→ Set task 1:
Answer each question from the speech on children in institutions, one line per answer, marked (a), (b), (c) to match.
(a) Of what does the speaker say every institution in the State should be cleared?
(b) Which part of the Bill does the speaker single out in particular?
(c) Instead of the High Court, where does the speaker suggest these matters be solved, and on whose recommendation?
→ Set task 2: Continue the speech on children in institutions, starting after its last sentence.

→ Given text:

========================================

Our aim should be to clear every institution in this State of children and to give these children homes where there is a family and where they will be in natural surroundings and given proper care and personal attention so that their personalities can bloom and fully expand. The institutional treatment that we have in this country is something that every child who can be spared it should be spared it.

This Bill and, in particular, the concluding sections, do not give the impression that the State is more anxious to help the parent and the child towards readjustment in favour of the child rather than to secure that the State is recompensed for any expense it has incurred in the rearing and maintenance of the child while it was separated from the parent.

What I want to get across to the Minister—he knows it personally—is the idea that where a parent wishes to take out a child from an institution after a period of years the difficulties are not removed by this Bill. In fact, the difficulties look very formidable. Instead of putting difficulties in the way, to be solved by a cold individual sitting in the High Court, I suggest that these matters should be solved if possible outside of the High Court, as was suggested here, in Chambers, on the recommendation of a small group. The less publicity that is given in regard to such matters the better for the future of the child.

========================================

→ Recorded data:
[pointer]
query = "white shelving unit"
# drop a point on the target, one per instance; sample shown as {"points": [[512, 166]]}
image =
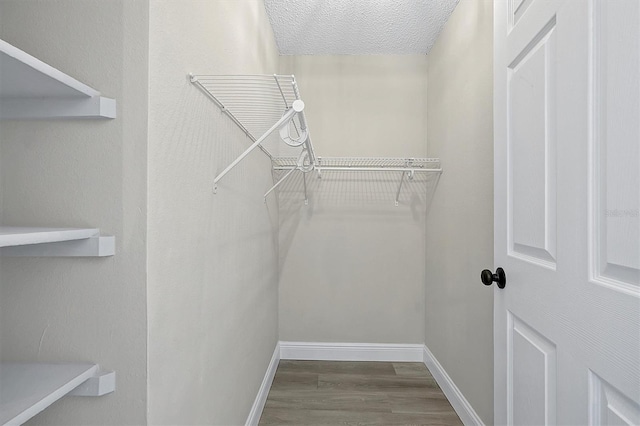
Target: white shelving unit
{"points": [[27, 389], [54, 242], [31, 89], [255, 102]]}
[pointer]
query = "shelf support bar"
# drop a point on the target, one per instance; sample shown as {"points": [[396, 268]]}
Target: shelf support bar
{"points": [[399, 189], [284, 120], [278, 183], [304, 180]]}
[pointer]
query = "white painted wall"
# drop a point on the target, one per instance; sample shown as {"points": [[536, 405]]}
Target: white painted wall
{"points": [[88, 173], [459, 309], [352, 264], [213, 259]]}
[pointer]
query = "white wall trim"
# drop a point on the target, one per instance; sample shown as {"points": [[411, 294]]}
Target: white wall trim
{"points": [[263, 391], [320, 351], [464, 410]]}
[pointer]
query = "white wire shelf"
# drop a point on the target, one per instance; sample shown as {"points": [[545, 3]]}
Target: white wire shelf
{"points": [[384, 170], [253, 102], [364, 164], [262, 106]]}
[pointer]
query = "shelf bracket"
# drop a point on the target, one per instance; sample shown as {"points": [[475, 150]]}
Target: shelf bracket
{"points": [[102, 383], [98, 246]]}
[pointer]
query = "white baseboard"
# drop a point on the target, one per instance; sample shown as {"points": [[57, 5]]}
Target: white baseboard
{"points": [[263, 391], [464, 410], [351, 351]]}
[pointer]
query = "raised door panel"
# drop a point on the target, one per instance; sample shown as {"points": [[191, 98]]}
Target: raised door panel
{"points": [[615, 145], [532, 151]]}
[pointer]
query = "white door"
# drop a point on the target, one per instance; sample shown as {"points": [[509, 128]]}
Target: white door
{"points": [[567, 189]]}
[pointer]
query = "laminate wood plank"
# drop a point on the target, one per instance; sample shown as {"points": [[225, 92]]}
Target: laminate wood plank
{"points": [[275, 416], [330, 400], [411, 404], [356, 393], [381, 383], [338, 367], [411, 369], [294, 381]]}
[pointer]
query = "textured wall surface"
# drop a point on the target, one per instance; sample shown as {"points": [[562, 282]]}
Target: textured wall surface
{"points": [[352, 264], [357, 27], [213, 263], [81, 173], [459, 309]]}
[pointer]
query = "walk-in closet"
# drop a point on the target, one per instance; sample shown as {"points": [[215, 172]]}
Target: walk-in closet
{"points": [[243, 212]]}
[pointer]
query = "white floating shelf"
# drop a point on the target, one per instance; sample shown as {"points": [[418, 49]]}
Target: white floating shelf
{"points": [[55, 242], [27, 389], [29, 88]]}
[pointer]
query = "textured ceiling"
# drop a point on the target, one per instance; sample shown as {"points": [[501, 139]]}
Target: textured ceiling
{"points": [[357, 27]]}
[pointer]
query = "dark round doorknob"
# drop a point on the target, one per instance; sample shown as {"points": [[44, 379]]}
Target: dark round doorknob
{"points": [[489, 278]]}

========================================

→ Final answer 1:
(a) Children.
(b) The concluding sections.
(c) In Chambers, on the recommendation of a small group.

→ Final answer 2:
Although the Minister has to a certain extent met our objections on this particular point, I do not think the amendment goes quite far enough. When speaking on the matter on Committee Stage, I envisaged that an amendment such as this would prevent a parent from taking out a child. We on these benches and Deputy McQuillan felt that it was extremely desirable that whenever possible, a child should be returned to its natural parent. The amendment introduced by the Minister meets us to a certain extent but still leaves it in the mind of the parent who will make the application that he or she may have to pay a considerable sum of money.

A child may have been in an institution for five or six years. A parent seeking legal advice, with the intention of withdrawing a child, will be told that he may have to pay a sum of money in respect of that five or six years.

The Minister has already met us in a certain way and I would respectfully suggest that he should consider fixing a period of two years as the maximum period in respect of which costs could be awarded. That would help considerably to ease the mind of applicants.

I again want to put the case of a person who may have had an illegitimate child, a person of the working class, for whom it has been impossible to support the child and the child has been maintained in an institution. It may happen that after six or seven or eight years or any other period that person may want to withdraw the child from the institution. It may have been always their intention to apply for restoration. Their legal adviser will have to tell them that it may cost a considerable sum of money. That is an impediment in their mind to their carrying out what they wish to do.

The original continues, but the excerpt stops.